= PROMPT =
Copy only this range: the line with "box: [847, 94, 858, 246]" through the final line of the material, inclusive at both ends.

= DATASET EXTRACT =
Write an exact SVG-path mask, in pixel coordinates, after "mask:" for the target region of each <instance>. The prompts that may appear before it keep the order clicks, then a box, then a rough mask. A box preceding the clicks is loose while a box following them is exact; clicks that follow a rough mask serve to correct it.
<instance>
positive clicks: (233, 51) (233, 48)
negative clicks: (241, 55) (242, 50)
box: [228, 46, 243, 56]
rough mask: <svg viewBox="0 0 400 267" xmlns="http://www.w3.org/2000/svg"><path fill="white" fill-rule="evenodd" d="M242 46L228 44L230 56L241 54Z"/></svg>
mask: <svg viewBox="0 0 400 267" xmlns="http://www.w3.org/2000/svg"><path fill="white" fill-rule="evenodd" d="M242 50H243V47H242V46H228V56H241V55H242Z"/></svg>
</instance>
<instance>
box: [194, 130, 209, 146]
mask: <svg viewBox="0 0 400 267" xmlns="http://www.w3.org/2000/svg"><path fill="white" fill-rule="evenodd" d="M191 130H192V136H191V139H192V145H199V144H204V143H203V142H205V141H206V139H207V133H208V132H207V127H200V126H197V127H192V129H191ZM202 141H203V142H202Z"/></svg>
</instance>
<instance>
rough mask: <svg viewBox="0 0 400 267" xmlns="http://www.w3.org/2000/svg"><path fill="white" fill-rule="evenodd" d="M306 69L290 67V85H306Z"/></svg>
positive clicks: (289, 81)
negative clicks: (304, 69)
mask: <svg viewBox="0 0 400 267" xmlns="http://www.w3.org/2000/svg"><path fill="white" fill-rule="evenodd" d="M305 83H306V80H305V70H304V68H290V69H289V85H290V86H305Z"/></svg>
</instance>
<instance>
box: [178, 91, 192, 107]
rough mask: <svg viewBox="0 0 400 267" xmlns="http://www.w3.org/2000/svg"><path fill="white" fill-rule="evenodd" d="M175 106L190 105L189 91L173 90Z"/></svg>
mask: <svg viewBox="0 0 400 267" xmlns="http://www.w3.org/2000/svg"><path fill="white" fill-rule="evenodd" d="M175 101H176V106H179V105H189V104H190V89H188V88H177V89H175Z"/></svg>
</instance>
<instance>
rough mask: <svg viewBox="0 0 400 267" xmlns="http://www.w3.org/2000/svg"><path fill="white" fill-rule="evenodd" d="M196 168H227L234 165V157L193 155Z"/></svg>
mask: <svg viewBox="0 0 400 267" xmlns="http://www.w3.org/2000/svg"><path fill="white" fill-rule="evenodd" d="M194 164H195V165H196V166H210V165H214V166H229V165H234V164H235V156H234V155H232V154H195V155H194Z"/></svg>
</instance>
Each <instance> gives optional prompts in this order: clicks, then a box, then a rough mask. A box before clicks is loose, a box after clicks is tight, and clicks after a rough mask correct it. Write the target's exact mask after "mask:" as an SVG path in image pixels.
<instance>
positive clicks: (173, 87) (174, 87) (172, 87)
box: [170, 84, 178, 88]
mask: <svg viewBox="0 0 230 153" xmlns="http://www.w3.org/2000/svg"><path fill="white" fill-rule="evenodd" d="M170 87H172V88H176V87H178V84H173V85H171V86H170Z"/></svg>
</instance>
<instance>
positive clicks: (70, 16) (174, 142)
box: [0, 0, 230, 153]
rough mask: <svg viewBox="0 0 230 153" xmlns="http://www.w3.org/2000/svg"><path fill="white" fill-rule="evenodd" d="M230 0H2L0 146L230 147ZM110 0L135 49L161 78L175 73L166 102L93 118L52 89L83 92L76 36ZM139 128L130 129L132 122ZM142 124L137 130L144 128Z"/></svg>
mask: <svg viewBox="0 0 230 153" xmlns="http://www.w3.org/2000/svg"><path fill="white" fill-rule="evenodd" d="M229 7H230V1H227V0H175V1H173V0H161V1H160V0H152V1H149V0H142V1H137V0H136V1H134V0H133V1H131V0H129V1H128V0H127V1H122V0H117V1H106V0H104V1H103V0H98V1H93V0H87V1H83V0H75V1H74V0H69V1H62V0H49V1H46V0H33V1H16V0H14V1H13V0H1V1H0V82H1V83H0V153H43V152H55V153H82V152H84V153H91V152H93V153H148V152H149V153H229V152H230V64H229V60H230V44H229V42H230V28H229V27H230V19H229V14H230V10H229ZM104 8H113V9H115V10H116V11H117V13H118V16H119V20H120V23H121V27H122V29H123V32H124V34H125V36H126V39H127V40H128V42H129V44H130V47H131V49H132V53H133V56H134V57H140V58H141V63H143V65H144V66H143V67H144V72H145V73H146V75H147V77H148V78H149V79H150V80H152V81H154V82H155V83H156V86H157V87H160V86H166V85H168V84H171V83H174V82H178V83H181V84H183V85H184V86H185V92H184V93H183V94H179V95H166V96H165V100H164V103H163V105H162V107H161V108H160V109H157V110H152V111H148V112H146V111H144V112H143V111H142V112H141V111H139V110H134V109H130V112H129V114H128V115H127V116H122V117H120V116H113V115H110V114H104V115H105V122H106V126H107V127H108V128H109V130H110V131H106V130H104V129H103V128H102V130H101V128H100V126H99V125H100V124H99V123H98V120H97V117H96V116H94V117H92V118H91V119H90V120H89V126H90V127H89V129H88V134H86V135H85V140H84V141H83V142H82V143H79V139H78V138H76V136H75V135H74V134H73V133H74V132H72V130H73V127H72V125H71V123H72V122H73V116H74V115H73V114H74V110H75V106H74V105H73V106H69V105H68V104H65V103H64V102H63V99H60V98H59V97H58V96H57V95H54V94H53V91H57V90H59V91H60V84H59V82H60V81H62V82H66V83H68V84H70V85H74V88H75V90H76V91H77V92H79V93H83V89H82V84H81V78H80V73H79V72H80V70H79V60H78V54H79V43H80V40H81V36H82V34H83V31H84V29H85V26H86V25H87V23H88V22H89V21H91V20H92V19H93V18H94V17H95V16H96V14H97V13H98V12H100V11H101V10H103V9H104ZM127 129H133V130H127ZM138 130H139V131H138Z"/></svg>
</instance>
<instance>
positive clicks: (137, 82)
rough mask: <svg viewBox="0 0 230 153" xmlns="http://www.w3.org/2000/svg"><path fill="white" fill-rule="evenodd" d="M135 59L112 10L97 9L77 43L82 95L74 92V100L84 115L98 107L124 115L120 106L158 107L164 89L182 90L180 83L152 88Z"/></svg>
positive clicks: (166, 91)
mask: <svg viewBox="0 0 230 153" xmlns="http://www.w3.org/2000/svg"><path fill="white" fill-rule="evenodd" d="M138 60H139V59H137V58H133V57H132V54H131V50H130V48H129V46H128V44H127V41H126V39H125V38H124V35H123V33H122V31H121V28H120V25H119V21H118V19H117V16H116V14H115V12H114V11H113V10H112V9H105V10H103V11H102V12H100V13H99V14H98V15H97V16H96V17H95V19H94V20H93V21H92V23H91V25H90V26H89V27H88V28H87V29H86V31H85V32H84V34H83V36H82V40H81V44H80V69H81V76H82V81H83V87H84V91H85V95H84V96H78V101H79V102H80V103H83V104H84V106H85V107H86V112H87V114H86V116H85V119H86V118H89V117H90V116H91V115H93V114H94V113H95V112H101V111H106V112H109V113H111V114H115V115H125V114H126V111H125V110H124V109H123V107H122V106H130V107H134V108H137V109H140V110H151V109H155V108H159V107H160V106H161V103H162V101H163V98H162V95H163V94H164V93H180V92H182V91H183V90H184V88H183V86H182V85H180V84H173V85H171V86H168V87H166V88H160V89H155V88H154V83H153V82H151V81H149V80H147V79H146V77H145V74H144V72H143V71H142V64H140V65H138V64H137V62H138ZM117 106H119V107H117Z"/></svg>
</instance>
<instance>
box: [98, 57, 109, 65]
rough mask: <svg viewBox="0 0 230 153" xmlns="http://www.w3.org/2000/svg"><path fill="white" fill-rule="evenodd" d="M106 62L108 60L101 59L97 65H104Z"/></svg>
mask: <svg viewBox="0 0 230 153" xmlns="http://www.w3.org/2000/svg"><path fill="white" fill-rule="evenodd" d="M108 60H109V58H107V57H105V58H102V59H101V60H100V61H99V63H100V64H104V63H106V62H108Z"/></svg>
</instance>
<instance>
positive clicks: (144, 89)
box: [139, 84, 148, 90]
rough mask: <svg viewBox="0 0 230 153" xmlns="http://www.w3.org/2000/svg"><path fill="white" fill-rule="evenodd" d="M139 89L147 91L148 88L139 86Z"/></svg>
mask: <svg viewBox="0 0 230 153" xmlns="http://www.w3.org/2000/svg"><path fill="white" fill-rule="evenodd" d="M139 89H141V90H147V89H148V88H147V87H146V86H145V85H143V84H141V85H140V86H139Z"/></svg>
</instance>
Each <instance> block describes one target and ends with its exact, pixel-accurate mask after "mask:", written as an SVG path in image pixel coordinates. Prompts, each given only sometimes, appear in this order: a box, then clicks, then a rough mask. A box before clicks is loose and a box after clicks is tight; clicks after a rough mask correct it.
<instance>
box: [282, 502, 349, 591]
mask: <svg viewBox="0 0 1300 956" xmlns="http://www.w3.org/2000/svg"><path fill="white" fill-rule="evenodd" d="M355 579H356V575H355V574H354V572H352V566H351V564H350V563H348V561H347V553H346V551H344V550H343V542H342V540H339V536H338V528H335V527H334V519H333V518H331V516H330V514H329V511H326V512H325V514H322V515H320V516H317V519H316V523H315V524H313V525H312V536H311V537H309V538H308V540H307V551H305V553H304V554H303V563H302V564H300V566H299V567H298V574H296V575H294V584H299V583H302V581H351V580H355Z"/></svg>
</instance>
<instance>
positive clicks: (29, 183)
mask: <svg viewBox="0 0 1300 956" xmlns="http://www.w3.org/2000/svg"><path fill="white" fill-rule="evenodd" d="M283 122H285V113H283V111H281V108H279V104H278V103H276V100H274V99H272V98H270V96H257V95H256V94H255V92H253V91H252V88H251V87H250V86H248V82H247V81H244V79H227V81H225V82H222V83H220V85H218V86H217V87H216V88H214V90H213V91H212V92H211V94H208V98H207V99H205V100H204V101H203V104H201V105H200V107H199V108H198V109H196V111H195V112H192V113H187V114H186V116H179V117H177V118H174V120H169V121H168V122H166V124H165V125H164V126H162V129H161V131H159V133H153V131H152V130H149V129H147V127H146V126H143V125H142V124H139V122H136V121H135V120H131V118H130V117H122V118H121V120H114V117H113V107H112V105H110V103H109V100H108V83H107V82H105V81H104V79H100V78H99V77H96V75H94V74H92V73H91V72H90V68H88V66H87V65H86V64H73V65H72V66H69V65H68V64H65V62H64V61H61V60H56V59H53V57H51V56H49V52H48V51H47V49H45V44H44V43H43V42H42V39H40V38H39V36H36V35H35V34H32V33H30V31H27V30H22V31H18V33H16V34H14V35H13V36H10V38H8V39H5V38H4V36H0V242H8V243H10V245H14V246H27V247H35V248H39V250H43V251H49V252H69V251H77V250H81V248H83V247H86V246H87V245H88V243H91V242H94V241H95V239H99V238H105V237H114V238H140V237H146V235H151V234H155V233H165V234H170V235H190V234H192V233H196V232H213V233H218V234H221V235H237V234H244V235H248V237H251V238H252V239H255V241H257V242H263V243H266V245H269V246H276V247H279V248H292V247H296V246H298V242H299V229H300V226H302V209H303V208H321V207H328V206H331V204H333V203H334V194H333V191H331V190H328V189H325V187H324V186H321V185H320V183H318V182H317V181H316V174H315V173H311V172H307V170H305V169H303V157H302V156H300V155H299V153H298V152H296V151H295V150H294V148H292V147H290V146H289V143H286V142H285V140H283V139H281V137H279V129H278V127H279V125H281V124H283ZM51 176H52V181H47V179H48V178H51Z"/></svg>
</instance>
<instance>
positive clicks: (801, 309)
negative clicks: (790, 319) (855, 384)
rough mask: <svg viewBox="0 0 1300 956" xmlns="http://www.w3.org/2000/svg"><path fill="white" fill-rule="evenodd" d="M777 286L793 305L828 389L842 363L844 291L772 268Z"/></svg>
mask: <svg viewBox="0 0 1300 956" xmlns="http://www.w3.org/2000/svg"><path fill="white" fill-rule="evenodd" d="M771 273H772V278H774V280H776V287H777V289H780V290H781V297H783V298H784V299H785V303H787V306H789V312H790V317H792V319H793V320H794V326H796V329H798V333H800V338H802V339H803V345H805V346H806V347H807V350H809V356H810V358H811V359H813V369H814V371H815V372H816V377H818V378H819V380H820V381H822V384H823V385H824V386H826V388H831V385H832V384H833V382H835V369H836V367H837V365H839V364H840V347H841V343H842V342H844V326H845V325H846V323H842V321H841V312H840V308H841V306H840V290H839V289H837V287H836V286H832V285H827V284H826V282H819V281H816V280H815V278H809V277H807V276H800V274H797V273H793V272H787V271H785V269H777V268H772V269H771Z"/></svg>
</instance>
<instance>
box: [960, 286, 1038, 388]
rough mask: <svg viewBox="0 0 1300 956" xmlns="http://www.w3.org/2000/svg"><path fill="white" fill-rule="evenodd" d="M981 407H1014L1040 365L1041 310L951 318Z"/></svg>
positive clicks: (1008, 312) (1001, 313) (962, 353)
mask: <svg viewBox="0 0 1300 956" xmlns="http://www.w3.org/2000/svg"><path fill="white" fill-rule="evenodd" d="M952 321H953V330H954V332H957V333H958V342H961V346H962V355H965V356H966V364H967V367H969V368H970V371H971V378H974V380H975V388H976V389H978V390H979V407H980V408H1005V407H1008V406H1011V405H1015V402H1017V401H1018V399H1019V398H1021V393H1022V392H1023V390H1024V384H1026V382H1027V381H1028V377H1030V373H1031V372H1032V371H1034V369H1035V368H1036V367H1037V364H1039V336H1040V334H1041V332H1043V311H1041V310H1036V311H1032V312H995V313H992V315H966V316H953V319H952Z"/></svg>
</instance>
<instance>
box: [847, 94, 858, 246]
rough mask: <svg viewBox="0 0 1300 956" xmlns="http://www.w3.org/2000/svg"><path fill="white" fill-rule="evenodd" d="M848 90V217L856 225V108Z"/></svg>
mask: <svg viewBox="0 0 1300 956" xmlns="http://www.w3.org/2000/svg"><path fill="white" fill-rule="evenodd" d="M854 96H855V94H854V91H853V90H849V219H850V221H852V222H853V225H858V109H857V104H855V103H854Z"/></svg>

= TASK OUTPUT =
box: [847, 94, 858, 246]
rough mask: <svg viewBox="0 0 1300 956" xmlns="http://www.w3.org/2000/svg"><path fill="white" fill-rule="evenodd" d="M848 90V217L856 225V108Z"/></svg>
mask: <svg viewBox="0 0 1300 956" xmlns="http://www.w3.org/2000/svg"><path fill="white" fill-rule="evenodd" d="M854 96H855V94H854V91H853V90H849V219H850V221H852V222H853V225H858V109H857V104H855V103H854Z"/></svg>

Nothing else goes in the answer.